Aufgabe: Schreib den Forenbeitrag über die Checkbox im Access-Unterformular weiter, und zwar ab seinem letzten Satz.

Textauszug:
# # # # #
# Access Checkbox im Unterformular



## 123arne (17. April 2005)

Hallo,
Ich habe eine kleine Accessdatenbank zur Verwaltung von DVD's erstellt. Da eine DVD mehrere Sprachen haben kann, habe ich eine Tabelle "Sprache" erstellt in der alle Sprachen und eine zugehörige id-Nummer drin sind. In einer weiteren Tabelle "dvd_sprache" ist dann für jede vorhandene Sprache der DVD ein Eintrag id_dvd und id_sprache drin. Im Formular für die DVD-Verwaltung ist jetzt ein UnterFormular das mir alle Sprachen auflistet und dahinter jeweils eine Checkbox in der alle tatsächlich auf der DVD vorhandenen Sprachen nen Häckchen kriegen sollen.
# # # # #
Ausgelesene Einträge:
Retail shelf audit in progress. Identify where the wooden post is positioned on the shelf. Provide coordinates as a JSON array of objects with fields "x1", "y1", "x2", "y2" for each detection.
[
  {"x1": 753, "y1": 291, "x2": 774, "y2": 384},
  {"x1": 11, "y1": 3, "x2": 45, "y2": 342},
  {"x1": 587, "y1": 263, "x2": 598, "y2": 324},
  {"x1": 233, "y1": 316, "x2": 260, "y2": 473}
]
# # # # #
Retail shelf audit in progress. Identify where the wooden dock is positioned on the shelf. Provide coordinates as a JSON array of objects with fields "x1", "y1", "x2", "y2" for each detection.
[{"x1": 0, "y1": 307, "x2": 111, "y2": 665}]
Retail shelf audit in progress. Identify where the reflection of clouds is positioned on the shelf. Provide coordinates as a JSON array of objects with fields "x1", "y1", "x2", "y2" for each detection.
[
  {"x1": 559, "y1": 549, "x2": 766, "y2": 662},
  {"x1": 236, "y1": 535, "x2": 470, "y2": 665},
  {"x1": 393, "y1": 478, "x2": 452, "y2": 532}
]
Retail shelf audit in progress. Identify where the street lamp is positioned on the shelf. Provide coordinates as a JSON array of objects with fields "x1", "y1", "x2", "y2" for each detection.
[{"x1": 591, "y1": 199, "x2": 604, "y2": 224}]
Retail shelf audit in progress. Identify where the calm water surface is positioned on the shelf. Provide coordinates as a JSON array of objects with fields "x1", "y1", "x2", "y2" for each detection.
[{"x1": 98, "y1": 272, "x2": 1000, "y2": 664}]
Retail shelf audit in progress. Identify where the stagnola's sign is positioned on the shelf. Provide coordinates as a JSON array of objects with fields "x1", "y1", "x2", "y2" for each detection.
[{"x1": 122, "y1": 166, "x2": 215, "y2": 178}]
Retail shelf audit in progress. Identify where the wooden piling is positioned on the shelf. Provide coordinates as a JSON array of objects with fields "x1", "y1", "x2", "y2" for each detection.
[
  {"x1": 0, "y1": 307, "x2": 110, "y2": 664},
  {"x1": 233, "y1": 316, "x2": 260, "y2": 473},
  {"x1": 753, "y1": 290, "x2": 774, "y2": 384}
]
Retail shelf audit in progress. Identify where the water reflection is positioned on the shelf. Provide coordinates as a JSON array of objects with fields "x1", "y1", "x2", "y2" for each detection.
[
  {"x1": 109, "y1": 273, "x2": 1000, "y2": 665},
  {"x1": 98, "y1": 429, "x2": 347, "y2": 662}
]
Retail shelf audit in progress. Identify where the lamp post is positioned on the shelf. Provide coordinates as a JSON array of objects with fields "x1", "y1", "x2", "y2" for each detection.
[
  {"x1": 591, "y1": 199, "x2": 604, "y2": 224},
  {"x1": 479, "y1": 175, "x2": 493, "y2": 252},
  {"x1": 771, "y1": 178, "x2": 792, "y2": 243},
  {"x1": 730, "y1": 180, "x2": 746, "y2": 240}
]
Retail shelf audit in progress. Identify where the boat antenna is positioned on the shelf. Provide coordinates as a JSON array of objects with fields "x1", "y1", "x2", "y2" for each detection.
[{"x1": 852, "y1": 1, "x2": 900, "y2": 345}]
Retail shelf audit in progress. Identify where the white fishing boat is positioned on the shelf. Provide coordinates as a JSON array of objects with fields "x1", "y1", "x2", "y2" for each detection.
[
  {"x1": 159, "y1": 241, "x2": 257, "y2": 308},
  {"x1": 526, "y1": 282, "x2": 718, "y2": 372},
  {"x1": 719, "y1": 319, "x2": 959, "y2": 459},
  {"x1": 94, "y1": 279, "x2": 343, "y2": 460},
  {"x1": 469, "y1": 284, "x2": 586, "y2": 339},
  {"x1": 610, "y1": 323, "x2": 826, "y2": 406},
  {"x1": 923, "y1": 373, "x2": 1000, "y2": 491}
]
# # # # #
Schriftliche Antwort:
Problem: 
1. Wie kriege ich es bei schon vorhandenen DVD's hin, dass er sofern ein Eintrag id_dvd - id_sprache existiert die Checkbox schon markiert anbietet ?
2. Bei einer Änderungen der DVD auch dementsprechend Einträge in der Tabelle dvd_sprache neu schreibt oder löscht?
3. ... Oder wie gestaltet man die Datenbank generell sinnvoller um das Problem zu lösen?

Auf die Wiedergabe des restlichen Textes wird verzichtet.